Is there anything so important/interesting there (address of Saddam's secret
hideout, text of the next Harry Potter book, Fermat's original proof of his
"last theorem", etc.) that we should bother going to look?


#28 of 110 by davel on Mon Sep 1 14:23:21 2003:

Re #22: I find the first paragraph of #17 even less credible, somehow.


#29 of 110 by cross on Mon Sep 1 14:39:19 2003:

Regarding #26; Wow, it's like arguing with a brick wall, isn't it?


#30 of 110 by russ on Mon Sep 1 16:00:48 2003:

This soap opera just keeps getting better!  Or is it a cartoon,
with poly in his various guises as e.g. the coyote?


#31 of 110 by dah on Mon Sep 1 18:37:17 2003:

O please, Walt.  You know as well as I do that Grex's staff is stalking me.
Now they've allowed themselves to use my mail address, as well as reading my
private files and E-mail.  It's absurd.


#32 of 110 by davel on Mon Sep 1 22:16:35 2003:

"Absurd" is exactly the correct word, indeed.

## STATED EXERCISE
Retype the part of the forum thread starting at "#30 of 110 by" and ending at "e.g. the coyote?". The material after this point comes from a separate source.

[Entries drawn from a collection]
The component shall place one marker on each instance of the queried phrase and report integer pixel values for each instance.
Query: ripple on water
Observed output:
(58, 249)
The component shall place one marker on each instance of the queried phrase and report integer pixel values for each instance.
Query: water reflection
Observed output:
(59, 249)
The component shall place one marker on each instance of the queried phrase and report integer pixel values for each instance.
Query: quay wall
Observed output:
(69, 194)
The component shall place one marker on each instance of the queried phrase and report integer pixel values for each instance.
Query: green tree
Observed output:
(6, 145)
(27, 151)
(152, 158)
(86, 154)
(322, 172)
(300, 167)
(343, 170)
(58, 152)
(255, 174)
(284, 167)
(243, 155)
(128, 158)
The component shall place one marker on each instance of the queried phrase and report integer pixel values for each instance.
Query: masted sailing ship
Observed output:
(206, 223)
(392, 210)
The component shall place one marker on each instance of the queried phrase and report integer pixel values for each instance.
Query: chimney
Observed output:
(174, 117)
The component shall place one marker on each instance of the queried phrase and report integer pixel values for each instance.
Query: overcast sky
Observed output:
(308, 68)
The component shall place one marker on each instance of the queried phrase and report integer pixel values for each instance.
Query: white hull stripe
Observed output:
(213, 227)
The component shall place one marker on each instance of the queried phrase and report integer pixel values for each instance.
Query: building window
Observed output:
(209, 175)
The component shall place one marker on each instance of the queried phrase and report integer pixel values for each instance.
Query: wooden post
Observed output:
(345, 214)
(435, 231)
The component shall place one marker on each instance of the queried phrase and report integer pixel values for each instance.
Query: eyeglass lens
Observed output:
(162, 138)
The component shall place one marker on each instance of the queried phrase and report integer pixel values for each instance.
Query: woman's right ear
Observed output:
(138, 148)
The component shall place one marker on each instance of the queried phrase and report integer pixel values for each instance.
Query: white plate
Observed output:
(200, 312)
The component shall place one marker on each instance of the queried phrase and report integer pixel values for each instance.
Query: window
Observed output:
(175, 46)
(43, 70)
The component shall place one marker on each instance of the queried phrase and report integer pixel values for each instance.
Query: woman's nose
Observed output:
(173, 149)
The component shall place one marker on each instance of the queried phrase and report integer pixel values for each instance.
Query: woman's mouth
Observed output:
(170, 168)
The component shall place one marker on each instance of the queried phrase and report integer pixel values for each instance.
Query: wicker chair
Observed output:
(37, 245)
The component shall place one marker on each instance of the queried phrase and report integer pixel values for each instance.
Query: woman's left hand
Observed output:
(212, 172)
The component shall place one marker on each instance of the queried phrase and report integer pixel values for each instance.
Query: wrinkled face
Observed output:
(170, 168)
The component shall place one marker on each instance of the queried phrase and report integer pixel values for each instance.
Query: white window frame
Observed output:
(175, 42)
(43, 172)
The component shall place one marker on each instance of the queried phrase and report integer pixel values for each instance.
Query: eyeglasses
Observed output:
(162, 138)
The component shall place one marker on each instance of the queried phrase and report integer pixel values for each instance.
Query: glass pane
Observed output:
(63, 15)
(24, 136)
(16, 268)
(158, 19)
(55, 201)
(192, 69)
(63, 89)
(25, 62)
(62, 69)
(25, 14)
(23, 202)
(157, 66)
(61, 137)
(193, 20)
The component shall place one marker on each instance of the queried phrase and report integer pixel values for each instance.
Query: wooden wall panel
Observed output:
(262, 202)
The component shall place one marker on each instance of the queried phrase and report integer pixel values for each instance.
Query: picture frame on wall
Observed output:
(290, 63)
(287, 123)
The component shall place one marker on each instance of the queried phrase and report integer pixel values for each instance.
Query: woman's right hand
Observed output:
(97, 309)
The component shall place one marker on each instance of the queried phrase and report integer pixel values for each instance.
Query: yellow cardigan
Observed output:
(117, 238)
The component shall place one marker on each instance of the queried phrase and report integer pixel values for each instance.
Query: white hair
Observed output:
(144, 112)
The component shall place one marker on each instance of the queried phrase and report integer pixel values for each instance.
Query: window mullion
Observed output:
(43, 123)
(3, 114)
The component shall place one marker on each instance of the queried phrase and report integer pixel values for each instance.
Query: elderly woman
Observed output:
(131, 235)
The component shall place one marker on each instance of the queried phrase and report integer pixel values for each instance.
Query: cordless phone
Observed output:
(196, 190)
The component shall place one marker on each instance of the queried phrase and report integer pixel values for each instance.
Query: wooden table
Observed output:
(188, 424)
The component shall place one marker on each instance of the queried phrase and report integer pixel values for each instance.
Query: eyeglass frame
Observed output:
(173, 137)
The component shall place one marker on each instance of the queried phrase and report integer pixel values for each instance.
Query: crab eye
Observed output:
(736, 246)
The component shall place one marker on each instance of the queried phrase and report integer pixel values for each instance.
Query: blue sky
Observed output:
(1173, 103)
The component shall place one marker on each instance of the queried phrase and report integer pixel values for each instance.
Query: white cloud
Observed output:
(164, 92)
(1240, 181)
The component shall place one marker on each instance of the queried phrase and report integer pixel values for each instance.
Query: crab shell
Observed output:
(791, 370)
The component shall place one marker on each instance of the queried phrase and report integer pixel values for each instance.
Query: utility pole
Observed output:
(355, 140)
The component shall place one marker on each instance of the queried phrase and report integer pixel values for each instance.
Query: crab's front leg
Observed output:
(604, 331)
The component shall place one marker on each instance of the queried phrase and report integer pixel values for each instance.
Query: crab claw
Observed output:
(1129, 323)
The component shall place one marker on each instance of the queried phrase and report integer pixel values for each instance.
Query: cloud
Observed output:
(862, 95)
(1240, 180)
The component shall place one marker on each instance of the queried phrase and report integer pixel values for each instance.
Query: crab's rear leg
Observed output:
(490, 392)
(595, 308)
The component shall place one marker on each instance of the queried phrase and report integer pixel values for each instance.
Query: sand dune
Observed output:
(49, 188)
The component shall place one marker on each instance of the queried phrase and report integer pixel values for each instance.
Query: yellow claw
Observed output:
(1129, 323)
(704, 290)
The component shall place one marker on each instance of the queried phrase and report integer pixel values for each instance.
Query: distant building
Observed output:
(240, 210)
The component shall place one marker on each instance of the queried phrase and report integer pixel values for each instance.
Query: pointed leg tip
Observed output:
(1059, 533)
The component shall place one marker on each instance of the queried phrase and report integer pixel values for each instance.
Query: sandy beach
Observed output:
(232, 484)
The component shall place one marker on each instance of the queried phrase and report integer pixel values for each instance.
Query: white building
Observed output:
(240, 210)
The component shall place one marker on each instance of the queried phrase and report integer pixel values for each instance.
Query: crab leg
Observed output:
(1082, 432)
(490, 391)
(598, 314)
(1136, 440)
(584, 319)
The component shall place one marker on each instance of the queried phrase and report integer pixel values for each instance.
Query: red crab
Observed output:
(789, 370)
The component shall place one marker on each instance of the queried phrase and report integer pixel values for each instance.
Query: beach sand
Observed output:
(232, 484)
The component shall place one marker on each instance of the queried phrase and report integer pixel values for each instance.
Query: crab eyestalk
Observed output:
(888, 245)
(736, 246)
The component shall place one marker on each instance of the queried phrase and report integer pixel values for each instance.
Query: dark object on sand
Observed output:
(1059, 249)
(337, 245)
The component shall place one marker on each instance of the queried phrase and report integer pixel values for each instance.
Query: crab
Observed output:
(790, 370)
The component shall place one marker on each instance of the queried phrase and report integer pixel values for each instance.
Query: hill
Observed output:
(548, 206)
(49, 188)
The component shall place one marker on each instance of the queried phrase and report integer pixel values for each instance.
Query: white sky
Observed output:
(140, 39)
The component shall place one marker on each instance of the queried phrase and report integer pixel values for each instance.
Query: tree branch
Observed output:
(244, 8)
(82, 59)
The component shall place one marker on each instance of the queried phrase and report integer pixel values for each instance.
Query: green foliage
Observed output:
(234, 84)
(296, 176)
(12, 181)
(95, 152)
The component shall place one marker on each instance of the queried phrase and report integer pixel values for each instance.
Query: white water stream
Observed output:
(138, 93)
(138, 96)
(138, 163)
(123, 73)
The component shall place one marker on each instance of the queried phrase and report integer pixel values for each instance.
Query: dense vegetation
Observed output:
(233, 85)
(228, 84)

## COMPLETE ANSWER
#30 of 110 by russ on Mon Sep 1 16:00:48 2003:

This soap opera just keeps getting better!  Or is it a cartoon,
with poly in his various guises as e.g. the coyote?